— start DATA FOR THIS TASK —

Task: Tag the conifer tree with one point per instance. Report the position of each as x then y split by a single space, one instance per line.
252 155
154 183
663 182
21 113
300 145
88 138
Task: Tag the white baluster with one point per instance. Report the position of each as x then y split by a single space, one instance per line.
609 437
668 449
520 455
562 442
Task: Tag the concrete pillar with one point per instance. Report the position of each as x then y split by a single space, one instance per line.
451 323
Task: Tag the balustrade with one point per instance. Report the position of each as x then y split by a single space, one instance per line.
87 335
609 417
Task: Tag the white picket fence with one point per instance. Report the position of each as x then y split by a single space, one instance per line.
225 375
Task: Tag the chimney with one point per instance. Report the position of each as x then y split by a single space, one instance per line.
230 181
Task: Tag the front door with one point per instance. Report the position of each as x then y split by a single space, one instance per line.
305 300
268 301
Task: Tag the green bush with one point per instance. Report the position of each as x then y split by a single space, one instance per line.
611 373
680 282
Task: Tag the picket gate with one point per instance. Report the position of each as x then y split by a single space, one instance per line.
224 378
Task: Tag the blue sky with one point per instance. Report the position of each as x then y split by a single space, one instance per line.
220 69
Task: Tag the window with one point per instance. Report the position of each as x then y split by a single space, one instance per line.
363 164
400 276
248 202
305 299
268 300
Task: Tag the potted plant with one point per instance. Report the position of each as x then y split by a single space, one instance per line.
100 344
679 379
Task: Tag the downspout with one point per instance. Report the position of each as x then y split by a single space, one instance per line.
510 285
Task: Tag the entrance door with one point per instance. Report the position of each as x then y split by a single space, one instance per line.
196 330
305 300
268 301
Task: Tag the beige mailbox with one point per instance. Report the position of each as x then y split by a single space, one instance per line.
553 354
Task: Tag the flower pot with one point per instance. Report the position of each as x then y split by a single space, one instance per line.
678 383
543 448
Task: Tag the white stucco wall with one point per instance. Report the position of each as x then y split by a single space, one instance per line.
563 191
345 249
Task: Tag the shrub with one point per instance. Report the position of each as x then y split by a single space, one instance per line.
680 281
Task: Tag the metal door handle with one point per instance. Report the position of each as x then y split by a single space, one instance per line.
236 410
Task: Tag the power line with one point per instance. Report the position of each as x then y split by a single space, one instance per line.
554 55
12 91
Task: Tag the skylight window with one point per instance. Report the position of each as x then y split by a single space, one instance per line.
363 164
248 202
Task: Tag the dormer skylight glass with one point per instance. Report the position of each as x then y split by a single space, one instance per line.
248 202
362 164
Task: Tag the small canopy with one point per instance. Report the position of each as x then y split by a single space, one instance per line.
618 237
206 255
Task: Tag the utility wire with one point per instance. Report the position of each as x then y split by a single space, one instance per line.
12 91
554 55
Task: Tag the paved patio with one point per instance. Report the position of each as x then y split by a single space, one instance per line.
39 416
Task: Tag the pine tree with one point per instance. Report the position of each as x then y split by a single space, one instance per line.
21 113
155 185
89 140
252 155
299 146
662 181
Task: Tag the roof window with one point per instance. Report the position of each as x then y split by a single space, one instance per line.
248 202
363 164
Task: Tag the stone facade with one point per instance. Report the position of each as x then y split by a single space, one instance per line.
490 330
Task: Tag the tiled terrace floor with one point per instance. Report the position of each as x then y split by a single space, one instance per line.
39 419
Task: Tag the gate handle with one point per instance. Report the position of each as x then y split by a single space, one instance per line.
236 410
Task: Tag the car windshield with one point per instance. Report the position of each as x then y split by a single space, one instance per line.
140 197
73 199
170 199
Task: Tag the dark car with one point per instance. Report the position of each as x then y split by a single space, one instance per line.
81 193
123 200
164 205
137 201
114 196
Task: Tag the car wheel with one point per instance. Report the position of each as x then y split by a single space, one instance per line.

— end DATA FOR THIS TASK —

**AIM**
Repeat the material above exactly.

**RESULT OF THIS EXERCISE**
Task: Tag the conifer tree with one point per instance. Report the position of each as x then y split by a single space, one instance per line.
252 155
154 183
663 182
21 113
300 145
88 138
Task: Tag the white baluster with one point per instance. Report the position of each as x then y split by a single space, one instance per line.
609 437
668 449
520 455
562 442
Task: Tag the concrete pillar with one point per instance. Report the position of each as x then y split by a single space, one instance per line.
451 323
Task: Tag the balustrade with one point per instance. Report the position of each as x then y split by a single space, one instance per line.
87 335
609 417
Task: Tag the white picket fence with one point per instance. Report the position of each as x then y split by a single space, one instance per line.
225 375
Task: Tag the chimney with one point per instance. Report the position of each as x then y split by a single space, one instance per line.
230 181
Task: Tag the front door with one point per instance. Report the position of each as x then y split by a single space, one instance per line.
305 300
268 301
Task: Tag the green bush with one point per instance. Report the position of each as x then y split by a single space, one instance per line.
611 373
680 282
Task: Tag the picket gate with one point per instance. Report the position of each as x then y split by a single space, one instance per line.
224 378
Task: Tag the blue sky with one point per instance. Report the position of each as x then y split by a single space, one instance per line.
220 69
Task: Tag the window with one point per instance. Report the position of each as x then y split by a single space, one instance per line.
363 164
400 276
248 202
305 299
268 300
Task: Tag the potted plant with one point per instance. Report the position of each as x then y split by a single space, one instance per line.
100 344
679 379
Task: Tag the downspout with one point per instance. Report the position of each as x then y split by a single space, one instance per line.
510 285
Task: Tag the entrance door with one point per instance. Report the position of each as x then y split by a single space, one instance per line.
196 330
305 300
268 301
Task: Tag the beige mailbox with one point per instance. Report the position of each as x then y split by a single space, one instance per line.
553 354
Task: Tag the flower pot with one point per instance. Report the position of each as x then y split by a single space, one instance per line.
678 383
543 448
Task: Tag the white stucco wall with one point per instance. Report the position of each as x then y split by a single space, one instance per line.
563 191
345 249
Task: Tag the shrub with one point per instance. Report the position of each as x then y split by a single space, one instance per line.
680 281
Task: Tag the metal door handle with one point per instance. Report the position of each as x then y split by a single space, one instance per line.
236 410
Task: Tag the power line with one point per instance. Report the position of each as x then y split by a single space, one instance per line.
554 55
12 91
Task: Tag the skylight window with one point per instance. Report the position of each as x then y split by a single space, one instance per line.
363 164
248 202
Task: Tag the dormer skylight glass with one point per instance. Report the position of each as x then y split by a single space, one instance per line.
248 202
362 164
Task: Tag the small canopy with one point per instance. Report the position of each as x then y split by a single space, one instance per line.
618 237
206 255
Task: Tag the utility wire with one point per instance. Report the position of each as x then y split by a single space, one instance per line.
12 91
554 55
Task: Tag the paved patio with one point per instance. Report the position of each as x then y split by a single space, one instance per line.
39 416
Task: Tag the pine tree with one point per instance. Report the position of each as x then y split by a single space, one instance per line.
21 113
155 185
89 140
252 155
299 146
662 181
Task: Tag the roof window with one point per instance. Report the position of each as x then y split by a single space, one instance per line.
248 202
363 164
Task: Tag the stone facade with one point per instance. Report the position of each as x then y split by a single space, one instance per line.
490 330
Task: Tag the tiled terrace floor with one point per instance. Report the position of each as x then y split by a single space, one instance per line.
39 419
Task: Tag the gate handle with one point per instance. Report the position of each as x then y split by a single space, one instance per line.
236 410
Task: Tag the car windshield with one point per instance. Report the position of each as x then y split by a single space, one instance per line.
140 197
73 199
170 199
Task: Tag the dark car with one point per instance. Report the position of each as x then y split by a single space, one instance per line.
81 193
123 200
164 205
137 201
114 196
Task: Tag the car wheel with one point per instance. Report the position of each as x then y split by a single space, one instance per line.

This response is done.